What you should do
All of the entries must be reproduced exactly, with no images carried over.

Given entries
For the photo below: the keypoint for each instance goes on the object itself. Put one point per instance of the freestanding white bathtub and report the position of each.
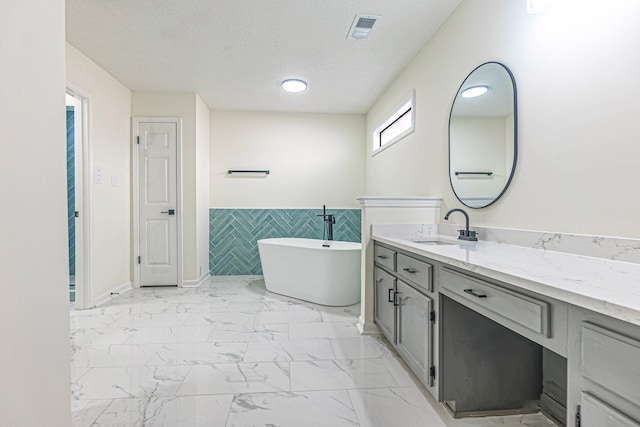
(304, 269)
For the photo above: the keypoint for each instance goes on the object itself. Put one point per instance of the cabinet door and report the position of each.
(384, 313)
(414, 330)
(598, 414)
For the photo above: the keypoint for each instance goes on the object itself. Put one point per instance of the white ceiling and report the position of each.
(235, 53)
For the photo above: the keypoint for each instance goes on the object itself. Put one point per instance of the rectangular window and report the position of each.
(398, 125)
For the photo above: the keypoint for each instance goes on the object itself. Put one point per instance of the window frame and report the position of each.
(397, 113)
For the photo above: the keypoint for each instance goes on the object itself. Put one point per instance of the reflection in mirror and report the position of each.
(483, 135)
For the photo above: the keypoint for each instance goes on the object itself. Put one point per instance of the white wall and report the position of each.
(110, 139)
(576, 72)
(314, 159)
(34, 309)
(182, 104)
(202, 185)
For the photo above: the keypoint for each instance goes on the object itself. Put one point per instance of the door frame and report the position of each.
(135, 147)
(82, 143)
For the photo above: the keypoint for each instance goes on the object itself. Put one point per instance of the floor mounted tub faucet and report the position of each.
(329, 220)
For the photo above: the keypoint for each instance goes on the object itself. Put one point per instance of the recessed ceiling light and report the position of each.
(474, 91)
(294, 85)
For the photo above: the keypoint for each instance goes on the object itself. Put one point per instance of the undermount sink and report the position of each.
(435, 242)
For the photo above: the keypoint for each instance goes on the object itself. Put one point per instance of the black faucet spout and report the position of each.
(465, 234)
(329, 220)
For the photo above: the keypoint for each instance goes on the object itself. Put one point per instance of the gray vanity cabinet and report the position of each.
(385, 311)
(404, 309)
(605, 371)
(414, 330)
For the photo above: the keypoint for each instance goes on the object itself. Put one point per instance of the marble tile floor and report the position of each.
(230, 353)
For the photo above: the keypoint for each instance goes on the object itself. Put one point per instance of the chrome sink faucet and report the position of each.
(465, 234)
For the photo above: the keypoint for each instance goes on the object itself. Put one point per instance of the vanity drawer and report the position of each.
(523, 310)
(416, 271)
(385, 257)
(611, 361)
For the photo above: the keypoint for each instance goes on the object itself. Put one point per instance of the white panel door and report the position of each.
(157, 180)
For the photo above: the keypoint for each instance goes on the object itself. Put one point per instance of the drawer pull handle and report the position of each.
(474, 293)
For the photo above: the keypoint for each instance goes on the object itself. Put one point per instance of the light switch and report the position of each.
(98, 174)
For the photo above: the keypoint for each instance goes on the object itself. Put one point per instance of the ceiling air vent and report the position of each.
(362, 27)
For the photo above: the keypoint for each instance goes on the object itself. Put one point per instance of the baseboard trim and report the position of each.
(196, 283)
(368, 328)
(109, 295)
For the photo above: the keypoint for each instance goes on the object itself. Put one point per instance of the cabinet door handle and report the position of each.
(474, 293)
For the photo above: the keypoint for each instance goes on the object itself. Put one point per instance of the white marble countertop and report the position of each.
(604, 286)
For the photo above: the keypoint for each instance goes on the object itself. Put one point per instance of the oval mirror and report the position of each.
(483, 135)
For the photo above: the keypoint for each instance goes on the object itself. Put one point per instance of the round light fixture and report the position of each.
(474, 91)
(294, 85)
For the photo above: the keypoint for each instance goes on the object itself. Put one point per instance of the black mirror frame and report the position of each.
(515, 133)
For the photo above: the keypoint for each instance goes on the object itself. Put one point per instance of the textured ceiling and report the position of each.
(235, 53)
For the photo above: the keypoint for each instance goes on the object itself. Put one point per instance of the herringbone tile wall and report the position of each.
(234, 233)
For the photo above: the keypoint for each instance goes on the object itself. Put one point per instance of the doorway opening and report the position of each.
(78, 206)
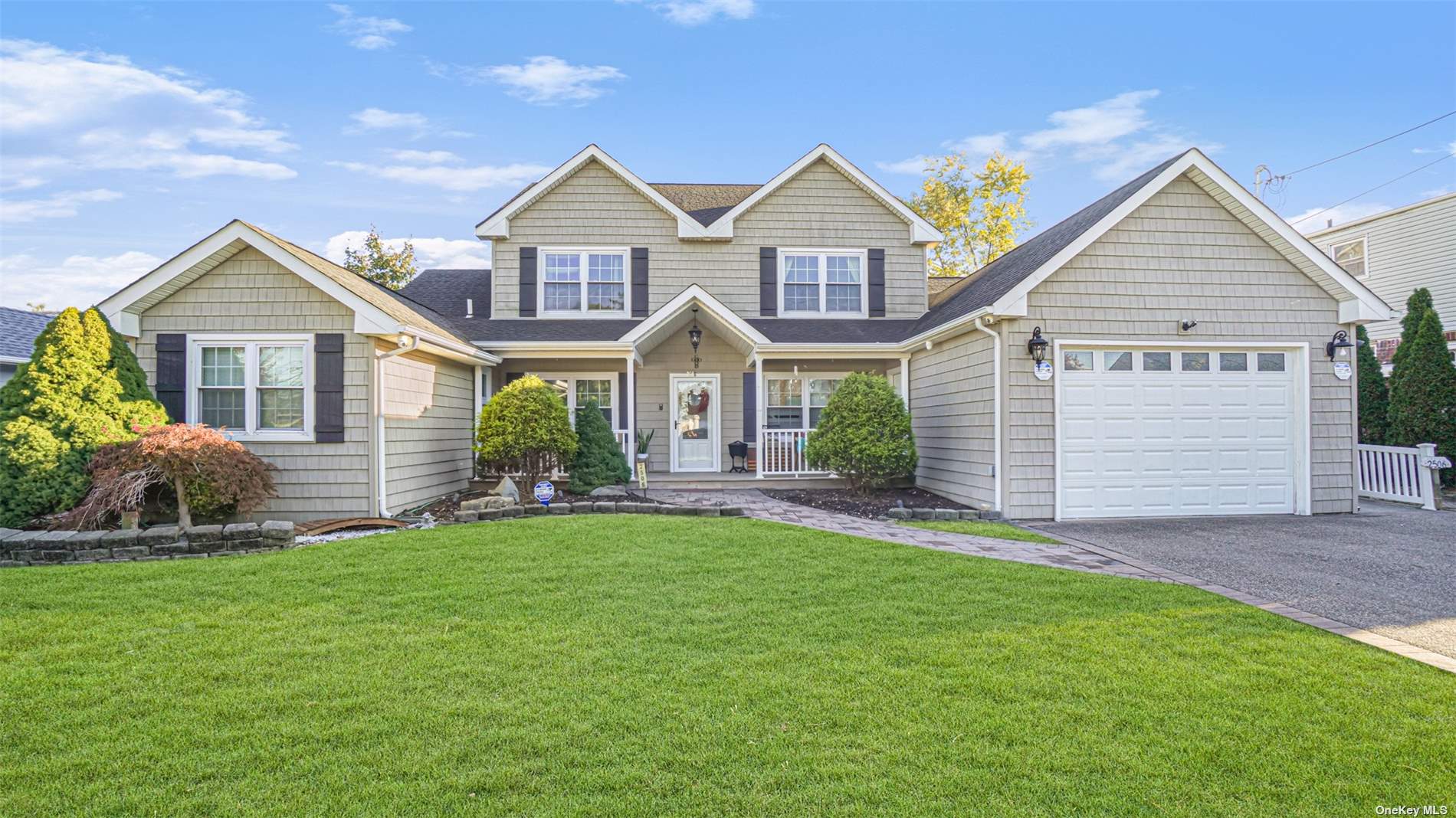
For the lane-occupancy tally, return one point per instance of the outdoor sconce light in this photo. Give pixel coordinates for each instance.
(695, 336)
(1037, 345)
(1339, 345)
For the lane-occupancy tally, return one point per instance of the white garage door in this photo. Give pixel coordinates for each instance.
(1159, 433)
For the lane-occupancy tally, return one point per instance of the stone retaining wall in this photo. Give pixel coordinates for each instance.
(159, 542)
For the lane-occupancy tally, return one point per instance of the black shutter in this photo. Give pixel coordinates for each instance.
(768, 281)
(877, 283)
(750, 408)
(529, 283)
(640, 299)
(328, 388)
(622, 401)
(172, 375)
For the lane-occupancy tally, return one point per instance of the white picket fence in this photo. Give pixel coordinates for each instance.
(1397, 473)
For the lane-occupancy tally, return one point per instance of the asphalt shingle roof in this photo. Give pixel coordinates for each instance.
(18, 331)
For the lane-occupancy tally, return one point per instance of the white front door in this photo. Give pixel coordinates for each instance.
(697, 409)
(1159, 431)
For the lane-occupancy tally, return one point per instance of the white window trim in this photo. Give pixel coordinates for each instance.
(571, 392)
(252, 342)
(804, 398)
(1365, 254)
(823, 284)
(582, 312)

Written answer
For the photo below: the keypoint for each instance goes on the object itself. Put one point per instance of the freestanding white bathtub and report the position of each.
(304, 269)
For the photo above: the keypoint for each instance goes on the object itself. Put one point per instance of the cabinet door and report the position of each.
(384, 313)
(414, 330)
(598, 414)
For the photo above: the keypoint for each instance goes on the object itself. Put one point per instance of the white ceiling and report the position of each.
(235, 53)
For the photo above: the keypoint for each instance goes on the object itself. Put one point per instance of the rectangular window and report the position of each.
(398, 125)
For the photo above: the keypoint for each instance goes on the object itself. Put one point per instance of the window frame and report the position of each.
(397, 113)
For the photo above: the keypoint for each instance goes on the object itself. Put one point per instance of the reflection in mirror and report the position of each.
(483, 135)
For the photo above: the keypoint for each instance goes on the object itself. Put one point per instance of the white wall and report the position of each.
(110, 139)
(576, 72)
(314, 159)
(34, 309)
(182, 104)
(202, 185)
For the photo above: the keypoint for each instance goes on the object itself. Put one point per instance of the door frame and report the position of each.
(135, 147)
(82, 143)
For the photo above: the keypoint for each instance goes on the object itself. Put one point per instance of the floor mounted tub faucet and report the position of each.
(329, 220)
For the photo above: the keypoint for each instance goes on the object itself. Put one point per instance of the recessed ceiling light and report the position of each.
(474, 91)
(294, 85)
For the photo above: the keypoint for each instance goes on the object itself. Put one point per instance of the undermount sink and report the position of each.
(435, 242)
For the photo above: the keypoint for each instance goes on the object itself. Put one point per instance of the black faucet spout and report the position of each.
(465, 234)
(329, 220)
For the photo above: the keypoint for each instance goes on the object itself. Put one point per instance of the gray vanity cabinet and report the position of each.
(385, 311)
(404, 309)
(605, 371)
(414, 330)
For the photo above: the keypoint for each instance goes on the object itself. Put one point per instance of the marble tile floor and report the position of each.
(230, 353)
For the photo above: the keypoint for each instance goes on the object itself. Put one point per instance of the chrome sink faucet and report the position of each.
(465, 234)
For the photo above: the keypoint for each instance goes on the object itself. Put one point per instance of the vanity drawer and report the position of each.
(523, 310)
(416, 271)
(385, 257)
(611, 361)
For the photo above: the keypoint for each instance goes on the object itself. Put one point per instance of the white panel door and report the position of each.
(157, 180)
For the photo above: the keypoint for each instance goes on the object itself. Put one point per instance of the drawer pull handle and report the position of each.
(474, 293)
For the photo above: the keypoint for each instance goes on the object itself. Put one point per instance of the light switch and report the position of each.
(98, 174)
For the photo above: the keypoint for each instance goes on the object itself. Put one point per instance of the ceiling air vent and report the position of each.
(362, 27)
For the photo above: the keypoint for each instance goes on the object itself. Put one point per instance of the baseboard trim and report the position of each.
(196, 283)
(368, 328)
(109, 295)
For the photo above: the keypoint for each instance goes on the object itself. Put one point per instance of the cabinet door handle and report the position of each.
(474, 293)
For the photo above: the keypoint for each instance goes on the object itself. Put one point per instance of the white marble countertop and report the position of each.
(604, 286)
For the photo above: the keypoint for each instance goes on the object itself. Put one point per instance of the oval mirror and report the position of each.
(483, 135)
For the photo above: the keypoint for each instance goes on the object itself. Put one point per instance of the round light fixture and report the position of each.
(474, 91)
(294, 85)
For the photo above: the keypoint for each instance goes on the object itself. Put one point per instance of the black mirror frame and report the position of each.
(515, 133)
For the photo above: the keypoint for each instance goes on the object itself. Put one point per instance of the textured ceiling and report the position of each.
(235, 53)
For the photo above: the keypoint for each instance goes on the object itself. Put one point per instance of the herringbone tile wall and report the position of each.
(234, 233)
For the photo above: the keypoint for each instance goes on the object itself. Put one point per instance of the doorway opening and report the position of each.
(78, 206)
For the lane-occupancy tally, return one point per instance of the outdoor sconce light in this photo. Give pixel coordinates for each instance.
(695, 336)
(1037, 345)
(1339, 345)
For the lane-occupancy tally, return one point per instance of the white garage door in this photo. Give pixel coordinates for each instance.
(1159, 433)
For the lane-occupancy tally, return one point per instance of the stone retaining wall in this photo. Give pixel coordinates for each instance.
(159, 542)
For the lane-occupancy tally, return one point per instance of the black shutter in this photo. Give pixel coordinates for each instance.
(768, 281)
(877, 283)
(750, 408)
(529, 283)
(640, 299)
(328, 388)
(622, 401)
(172, 375)
For the lane-occupancy tally, return one point per instance of the white picket fence in this photo. Give pixel coordinates for each instance.
(1397, 473)
For the lane-occupancy tally, return one point per instance of the asphalt shingle roof in this photo. Give pixel coordinates for each instance.
(18, 331)
For the lane-occupancy tally, return one point per instance of the white front door in this photo. Give pixel coordinates for each instance.
(697, 409)
(1159, 431)
For the lane-occupancy tally, return one point per instance of the white window trim in this photo. Give pixel coordinates for each instance.
(571, 392)
(252, 342)
(804, 398)
(1365, 254)
(823, 284)
(582, 312)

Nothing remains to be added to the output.